-- Start Records to process --

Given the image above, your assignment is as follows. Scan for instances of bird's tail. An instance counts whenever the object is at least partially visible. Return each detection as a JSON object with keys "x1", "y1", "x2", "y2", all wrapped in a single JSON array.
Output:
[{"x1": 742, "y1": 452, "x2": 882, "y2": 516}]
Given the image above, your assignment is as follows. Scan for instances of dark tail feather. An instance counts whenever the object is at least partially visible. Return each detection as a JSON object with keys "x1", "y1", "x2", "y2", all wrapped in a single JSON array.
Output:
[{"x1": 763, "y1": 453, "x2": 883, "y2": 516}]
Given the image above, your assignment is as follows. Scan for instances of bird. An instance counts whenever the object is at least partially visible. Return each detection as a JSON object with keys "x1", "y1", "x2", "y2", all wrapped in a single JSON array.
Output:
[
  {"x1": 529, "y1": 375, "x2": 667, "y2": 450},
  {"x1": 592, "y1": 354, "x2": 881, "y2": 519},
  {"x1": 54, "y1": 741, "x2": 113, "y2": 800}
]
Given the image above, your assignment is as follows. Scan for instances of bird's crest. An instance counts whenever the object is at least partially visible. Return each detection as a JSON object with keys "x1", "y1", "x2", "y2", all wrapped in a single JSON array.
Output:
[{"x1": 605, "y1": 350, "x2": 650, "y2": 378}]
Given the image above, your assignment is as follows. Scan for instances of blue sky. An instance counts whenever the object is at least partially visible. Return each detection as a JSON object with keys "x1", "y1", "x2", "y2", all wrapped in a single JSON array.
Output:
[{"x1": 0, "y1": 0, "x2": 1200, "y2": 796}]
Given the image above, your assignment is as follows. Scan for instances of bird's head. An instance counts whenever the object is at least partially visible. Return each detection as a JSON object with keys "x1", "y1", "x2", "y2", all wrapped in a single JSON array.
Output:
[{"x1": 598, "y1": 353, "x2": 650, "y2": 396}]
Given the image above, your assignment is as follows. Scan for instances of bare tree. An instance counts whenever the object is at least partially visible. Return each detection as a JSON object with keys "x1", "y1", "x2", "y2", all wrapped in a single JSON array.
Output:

-- End Records to process --

Convert every item above into a JSON list of strings with one string per line, omitting any blank lines.

[
  "Given the image above, your assignment is as follows. Scan for instances of bird's tail. An instance counts whenever the object is at least partially visible. Return each detection as a JSON object with keys \"x1\", \"y1\", \"x2\", \"y2\", all wrapped in a single JSON array.",
  "Output:",
  "[{\"x1\": 742, \"y1\": 452, \"x2\": 882, \"y2\": 516}]",
  "Given the image above, your assignment is as follows. Scan for instances of dark tail feather. An instance counts whenever the object is at least partially visible. Return each detection as a JSON object with keys \"x1\", \"y1\", \"x2\", \"y2\", all wrapped in a single JSON array.",
  "Output:",
  "[{\"x1\": 763, \"y1\": 453, \"x2\": 883, \"y2\": 516}]",
  "Given the image above, your assignment is as follows. Scan for instances of bird. An instance counts whenever the object is at least partially visible. Return each detection as a JSON object with keys \"x1\", \"y1\", \"x2\", \"y2\", all wrapped in a single JSON array.",
  "Output:",
  "[",
  "  {\"x1\": 529, \"y1\": 375, \"x2\": 667, \"y2\": 450},",
  "  {\"x1\": 592, \"y1\": 354, \"x2\": 881, \"y2\": 519},",
  "  {\"x1\": 54, \"y1\": 741, \"x2\": 113, \"y2\": 800}",
  "]",
  "Given the image above, your assignment is as follows. Scan for instances of bird's crest. An instance counts whenever the object is at least partially visible. Return each detection as a JSON object with keys \"x1\", \"y1\", \"x2\", \"y2\", all wrapped in a single JSON array.",
  "Output:",
  "[{\"x1\": 605, \"y1\": 350, \"x2\": 650, \"y2\": 378}]",
  "Given the image above, your assignment is as follows. Scan for instances of blue sky. An instance counts whenever the object is at least partially visible. Return each detection as a JSON object with keys \"x1\", \"y1\", \"x2\", \"y2\", all wrapped in a single JSON array.",
  "Output:",
  "[{\"x1\": 0, \"y1\": 0, \"x2\": 1200, \"y2\": 796}]",
  "Given the image above, your assignment is as follows. Scan for instances of bird's head. An instance counts whenever the object is at least partially visible. Return each detection as a JSON object with keys \"x1\", \"y1\", \"x2\", \"y2\", all wrapped in a single JSON array.",
  "Output:",
  "[{\"x1\": 598, \"y1\": 353, \"x2\": 650, \"y2\": 396}]",
  "Given the image above, your assignment is as follows. Scan for instances of bare tree. An instance counts whenever the object is at least partially visible. Return each detection as a JSON object with keys \"x1\", \"y1\", \"x2\", \"y2\", all wrapped in a single JSON array.",
  "Output:"
]